**WRITTEN PROBLEM**
From the material below, extract every line that contains the string "green" and copy each one in full.

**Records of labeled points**
★ ★ ★ ★

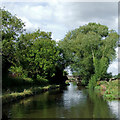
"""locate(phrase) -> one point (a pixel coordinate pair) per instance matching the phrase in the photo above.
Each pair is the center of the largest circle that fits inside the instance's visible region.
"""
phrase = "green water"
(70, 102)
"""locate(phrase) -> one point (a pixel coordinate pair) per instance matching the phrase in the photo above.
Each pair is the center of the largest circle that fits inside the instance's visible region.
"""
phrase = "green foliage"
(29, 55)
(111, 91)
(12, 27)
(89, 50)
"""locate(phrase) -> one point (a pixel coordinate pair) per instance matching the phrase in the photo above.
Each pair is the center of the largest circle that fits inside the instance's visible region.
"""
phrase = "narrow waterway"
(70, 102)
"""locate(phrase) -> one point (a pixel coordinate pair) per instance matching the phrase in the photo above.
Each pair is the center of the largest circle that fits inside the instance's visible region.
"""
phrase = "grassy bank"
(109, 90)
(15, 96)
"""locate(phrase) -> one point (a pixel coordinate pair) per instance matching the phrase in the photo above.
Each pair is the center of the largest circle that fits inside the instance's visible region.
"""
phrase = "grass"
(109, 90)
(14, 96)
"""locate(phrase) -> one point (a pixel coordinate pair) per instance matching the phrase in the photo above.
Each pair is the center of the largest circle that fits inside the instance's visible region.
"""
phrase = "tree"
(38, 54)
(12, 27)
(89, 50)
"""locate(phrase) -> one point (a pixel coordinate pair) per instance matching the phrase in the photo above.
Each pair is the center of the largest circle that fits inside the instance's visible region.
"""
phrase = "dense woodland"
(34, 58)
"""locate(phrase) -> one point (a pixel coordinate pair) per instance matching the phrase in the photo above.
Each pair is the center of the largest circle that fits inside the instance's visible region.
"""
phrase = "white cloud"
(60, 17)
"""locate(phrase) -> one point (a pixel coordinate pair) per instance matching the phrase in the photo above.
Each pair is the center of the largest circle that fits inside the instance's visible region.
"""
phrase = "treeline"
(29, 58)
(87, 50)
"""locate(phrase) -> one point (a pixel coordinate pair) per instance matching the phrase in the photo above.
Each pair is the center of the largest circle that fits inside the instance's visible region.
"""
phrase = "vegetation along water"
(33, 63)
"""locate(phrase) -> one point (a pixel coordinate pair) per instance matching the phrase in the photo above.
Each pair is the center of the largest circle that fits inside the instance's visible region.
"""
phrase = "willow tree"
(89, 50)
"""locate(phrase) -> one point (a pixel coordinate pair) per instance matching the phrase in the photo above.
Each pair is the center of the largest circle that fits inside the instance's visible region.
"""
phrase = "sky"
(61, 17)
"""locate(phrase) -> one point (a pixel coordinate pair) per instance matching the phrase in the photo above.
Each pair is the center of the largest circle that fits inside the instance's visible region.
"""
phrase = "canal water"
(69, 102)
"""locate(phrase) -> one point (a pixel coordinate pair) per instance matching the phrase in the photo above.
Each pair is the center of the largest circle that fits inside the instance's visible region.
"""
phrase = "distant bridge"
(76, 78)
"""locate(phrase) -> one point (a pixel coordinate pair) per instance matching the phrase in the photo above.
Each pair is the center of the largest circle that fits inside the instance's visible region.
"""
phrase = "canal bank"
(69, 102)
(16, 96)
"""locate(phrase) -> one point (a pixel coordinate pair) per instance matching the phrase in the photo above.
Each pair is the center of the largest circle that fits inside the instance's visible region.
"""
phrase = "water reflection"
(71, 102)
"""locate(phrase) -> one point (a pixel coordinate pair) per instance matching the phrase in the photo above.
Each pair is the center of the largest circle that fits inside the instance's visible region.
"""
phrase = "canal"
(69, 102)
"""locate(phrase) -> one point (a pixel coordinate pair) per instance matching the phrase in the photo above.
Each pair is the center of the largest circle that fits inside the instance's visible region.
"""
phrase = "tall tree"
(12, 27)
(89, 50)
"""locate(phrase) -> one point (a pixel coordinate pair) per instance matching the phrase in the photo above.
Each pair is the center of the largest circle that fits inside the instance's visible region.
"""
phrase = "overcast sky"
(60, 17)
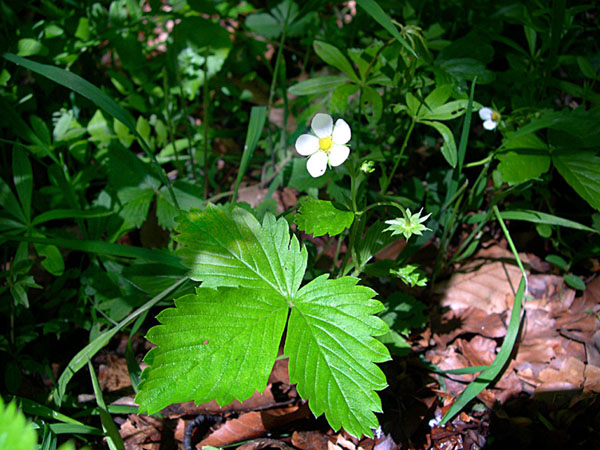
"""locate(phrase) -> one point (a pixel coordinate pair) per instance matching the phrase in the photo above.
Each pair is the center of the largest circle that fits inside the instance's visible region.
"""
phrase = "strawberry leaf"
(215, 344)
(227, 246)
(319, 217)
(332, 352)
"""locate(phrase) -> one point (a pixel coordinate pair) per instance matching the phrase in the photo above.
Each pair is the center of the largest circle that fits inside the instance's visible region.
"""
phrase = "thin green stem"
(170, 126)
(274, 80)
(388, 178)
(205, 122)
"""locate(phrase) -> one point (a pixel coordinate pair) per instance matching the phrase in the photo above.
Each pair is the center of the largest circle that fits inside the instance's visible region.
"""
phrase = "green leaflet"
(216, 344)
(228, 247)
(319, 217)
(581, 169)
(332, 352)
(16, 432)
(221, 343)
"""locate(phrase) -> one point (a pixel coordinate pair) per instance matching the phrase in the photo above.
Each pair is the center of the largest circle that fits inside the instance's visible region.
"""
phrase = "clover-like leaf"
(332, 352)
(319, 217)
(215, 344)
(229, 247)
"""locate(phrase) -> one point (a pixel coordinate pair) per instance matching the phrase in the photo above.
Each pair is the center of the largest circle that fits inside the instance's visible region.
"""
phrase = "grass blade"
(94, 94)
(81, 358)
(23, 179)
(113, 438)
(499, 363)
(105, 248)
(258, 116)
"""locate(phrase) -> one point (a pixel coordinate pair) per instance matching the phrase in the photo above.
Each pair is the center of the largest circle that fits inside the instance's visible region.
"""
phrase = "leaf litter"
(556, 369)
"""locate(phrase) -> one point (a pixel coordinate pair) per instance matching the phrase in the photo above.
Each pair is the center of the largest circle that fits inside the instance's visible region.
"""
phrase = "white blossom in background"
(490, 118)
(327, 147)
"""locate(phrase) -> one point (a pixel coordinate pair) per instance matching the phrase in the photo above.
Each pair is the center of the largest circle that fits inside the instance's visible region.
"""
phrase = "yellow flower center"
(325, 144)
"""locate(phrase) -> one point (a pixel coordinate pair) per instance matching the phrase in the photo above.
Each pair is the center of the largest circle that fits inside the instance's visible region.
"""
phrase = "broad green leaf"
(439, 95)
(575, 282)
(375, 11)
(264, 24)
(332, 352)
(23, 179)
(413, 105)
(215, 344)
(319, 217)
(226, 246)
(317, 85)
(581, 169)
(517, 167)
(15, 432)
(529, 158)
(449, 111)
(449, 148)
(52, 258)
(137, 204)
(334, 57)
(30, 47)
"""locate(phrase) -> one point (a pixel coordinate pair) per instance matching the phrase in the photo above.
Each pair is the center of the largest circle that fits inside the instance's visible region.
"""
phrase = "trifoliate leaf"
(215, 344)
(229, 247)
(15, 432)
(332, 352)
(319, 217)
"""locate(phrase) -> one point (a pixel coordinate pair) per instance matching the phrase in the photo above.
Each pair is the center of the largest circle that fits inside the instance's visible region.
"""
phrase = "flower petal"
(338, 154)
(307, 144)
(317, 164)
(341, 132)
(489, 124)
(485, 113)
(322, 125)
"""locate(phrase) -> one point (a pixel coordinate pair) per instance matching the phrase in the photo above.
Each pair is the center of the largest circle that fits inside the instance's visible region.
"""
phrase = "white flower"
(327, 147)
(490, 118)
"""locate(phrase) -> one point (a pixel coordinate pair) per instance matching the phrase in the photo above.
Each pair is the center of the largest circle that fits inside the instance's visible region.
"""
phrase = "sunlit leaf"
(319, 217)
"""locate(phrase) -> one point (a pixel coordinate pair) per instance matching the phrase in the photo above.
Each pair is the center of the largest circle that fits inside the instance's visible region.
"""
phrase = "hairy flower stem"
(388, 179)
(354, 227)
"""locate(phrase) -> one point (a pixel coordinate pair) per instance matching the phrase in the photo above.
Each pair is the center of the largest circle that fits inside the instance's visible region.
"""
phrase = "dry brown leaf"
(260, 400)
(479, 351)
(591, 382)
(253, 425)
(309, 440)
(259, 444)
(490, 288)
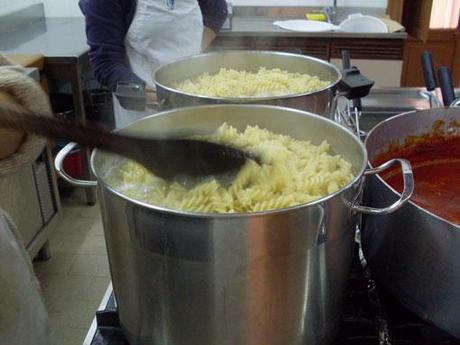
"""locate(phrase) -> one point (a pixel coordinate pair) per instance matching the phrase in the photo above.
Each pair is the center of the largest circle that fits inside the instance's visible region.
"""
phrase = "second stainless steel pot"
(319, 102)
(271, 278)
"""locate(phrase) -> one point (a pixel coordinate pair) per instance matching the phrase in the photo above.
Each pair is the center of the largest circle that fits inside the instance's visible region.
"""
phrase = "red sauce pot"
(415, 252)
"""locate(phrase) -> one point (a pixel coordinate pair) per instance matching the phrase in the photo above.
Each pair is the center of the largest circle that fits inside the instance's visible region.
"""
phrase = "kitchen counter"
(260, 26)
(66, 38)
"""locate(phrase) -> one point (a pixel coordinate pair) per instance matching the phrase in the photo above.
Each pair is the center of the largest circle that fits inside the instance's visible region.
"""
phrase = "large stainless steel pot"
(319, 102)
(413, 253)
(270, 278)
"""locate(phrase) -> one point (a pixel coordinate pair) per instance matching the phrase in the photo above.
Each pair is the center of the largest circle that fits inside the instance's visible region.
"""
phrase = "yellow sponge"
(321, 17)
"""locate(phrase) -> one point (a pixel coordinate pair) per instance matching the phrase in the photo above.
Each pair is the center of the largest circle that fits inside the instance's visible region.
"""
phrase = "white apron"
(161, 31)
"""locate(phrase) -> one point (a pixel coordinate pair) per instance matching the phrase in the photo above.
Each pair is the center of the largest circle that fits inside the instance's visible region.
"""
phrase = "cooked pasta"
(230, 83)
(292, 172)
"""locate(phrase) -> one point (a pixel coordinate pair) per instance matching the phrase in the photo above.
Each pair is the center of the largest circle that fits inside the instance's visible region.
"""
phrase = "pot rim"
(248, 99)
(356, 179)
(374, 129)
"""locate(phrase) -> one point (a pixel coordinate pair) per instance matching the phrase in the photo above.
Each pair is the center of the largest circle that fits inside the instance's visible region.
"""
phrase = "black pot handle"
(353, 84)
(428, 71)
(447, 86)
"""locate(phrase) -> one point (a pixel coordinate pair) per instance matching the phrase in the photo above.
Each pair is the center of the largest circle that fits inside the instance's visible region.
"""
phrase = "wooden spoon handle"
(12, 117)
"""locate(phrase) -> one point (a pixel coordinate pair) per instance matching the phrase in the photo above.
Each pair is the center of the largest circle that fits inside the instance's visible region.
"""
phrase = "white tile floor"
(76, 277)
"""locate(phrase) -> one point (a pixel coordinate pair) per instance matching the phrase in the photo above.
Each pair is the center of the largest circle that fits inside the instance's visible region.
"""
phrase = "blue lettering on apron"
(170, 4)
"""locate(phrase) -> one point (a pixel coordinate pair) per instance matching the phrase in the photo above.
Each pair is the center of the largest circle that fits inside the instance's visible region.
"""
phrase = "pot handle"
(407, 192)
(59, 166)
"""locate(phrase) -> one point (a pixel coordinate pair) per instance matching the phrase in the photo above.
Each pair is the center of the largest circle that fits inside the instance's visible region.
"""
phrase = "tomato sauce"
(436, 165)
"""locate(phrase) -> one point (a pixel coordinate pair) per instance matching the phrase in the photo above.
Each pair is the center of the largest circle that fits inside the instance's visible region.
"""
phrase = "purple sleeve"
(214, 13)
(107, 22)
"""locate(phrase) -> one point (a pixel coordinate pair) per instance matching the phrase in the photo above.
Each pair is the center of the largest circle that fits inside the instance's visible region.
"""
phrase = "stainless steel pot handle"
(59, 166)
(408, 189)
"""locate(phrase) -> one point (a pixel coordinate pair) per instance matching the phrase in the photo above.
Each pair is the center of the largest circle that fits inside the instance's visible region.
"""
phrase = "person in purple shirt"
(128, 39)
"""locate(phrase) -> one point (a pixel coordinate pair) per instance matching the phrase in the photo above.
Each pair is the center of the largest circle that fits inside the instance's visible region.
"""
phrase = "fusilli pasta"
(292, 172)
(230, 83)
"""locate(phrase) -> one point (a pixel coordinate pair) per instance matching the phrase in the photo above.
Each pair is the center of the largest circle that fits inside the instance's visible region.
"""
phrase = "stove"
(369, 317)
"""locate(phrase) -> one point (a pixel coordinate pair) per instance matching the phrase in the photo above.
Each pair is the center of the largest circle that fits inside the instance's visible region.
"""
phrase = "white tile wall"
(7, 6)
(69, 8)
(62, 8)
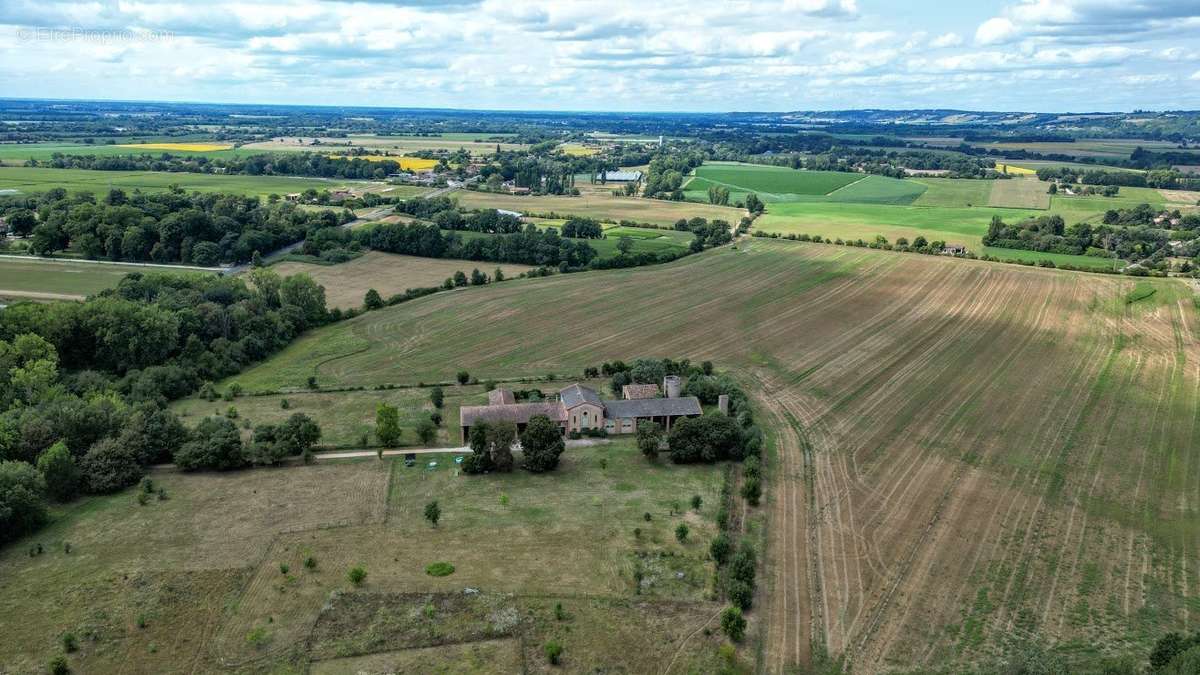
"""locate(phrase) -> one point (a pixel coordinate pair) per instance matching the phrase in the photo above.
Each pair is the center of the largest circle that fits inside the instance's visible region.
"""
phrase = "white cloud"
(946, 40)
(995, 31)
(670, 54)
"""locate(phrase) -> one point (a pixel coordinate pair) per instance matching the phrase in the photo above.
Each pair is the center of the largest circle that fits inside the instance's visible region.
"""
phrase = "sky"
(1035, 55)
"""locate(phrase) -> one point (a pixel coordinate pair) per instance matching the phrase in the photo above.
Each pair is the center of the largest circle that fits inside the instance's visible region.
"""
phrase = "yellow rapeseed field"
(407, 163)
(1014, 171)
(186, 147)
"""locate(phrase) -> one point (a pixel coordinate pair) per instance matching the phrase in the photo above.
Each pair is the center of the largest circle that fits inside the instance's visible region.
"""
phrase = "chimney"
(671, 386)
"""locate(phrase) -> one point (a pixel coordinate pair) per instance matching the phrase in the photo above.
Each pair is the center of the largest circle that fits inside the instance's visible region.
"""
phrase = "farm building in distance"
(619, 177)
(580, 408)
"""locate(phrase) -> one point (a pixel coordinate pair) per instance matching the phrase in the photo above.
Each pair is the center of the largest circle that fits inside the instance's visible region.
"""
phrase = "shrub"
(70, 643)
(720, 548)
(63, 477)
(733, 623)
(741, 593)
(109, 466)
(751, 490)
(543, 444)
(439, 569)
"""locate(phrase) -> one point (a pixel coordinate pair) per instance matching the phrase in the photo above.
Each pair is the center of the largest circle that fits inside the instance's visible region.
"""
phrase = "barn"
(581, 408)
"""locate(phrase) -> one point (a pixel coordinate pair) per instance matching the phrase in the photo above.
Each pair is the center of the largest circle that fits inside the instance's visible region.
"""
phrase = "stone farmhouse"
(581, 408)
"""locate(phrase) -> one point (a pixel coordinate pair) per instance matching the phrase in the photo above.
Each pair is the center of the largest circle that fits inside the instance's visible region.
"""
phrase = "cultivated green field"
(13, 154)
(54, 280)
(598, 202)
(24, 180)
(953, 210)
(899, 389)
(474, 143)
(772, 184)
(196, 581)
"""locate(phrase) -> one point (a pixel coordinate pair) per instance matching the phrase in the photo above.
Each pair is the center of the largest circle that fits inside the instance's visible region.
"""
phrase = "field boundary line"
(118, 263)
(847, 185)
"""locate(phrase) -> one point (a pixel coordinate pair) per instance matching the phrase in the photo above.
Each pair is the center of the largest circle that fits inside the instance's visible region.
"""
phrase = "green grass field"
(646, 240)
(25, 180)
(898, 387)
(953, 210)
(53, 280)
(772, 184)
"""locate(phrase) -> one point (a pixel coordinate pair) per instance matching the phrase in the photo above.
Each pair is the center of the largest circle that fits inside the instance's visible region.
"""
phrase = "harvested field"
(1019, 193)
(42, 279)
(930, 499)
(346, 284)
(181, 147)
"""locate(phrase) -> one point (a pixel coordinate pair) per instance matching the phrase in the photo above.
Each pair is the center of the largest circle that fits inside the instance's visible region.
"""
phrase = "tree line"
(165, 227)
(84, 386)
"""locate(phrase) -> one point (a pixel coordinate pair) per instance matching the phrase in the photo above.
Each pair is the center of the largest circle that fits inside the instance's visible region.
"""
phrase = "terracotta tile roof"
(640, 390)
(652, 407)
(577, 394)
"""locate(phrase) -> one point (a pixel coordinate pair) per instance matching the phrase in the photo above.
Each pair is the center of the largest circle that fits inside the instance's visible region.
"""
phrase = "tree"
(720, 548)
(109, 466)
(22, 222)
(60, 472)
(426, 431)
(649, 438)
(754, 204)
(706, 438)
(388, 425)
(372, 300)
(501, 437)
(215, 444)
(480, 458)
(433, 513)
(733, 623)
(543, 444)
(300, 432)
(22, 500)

★ ★ ★ ★

**REPLY**
phrase = "green water"
phrase = "green foliage"
phrase = "thin green stem"
phrase = "green leaflet"
phrase = "broad green leaf"
phrase = "cultivated green field"
phrase = "green grass field"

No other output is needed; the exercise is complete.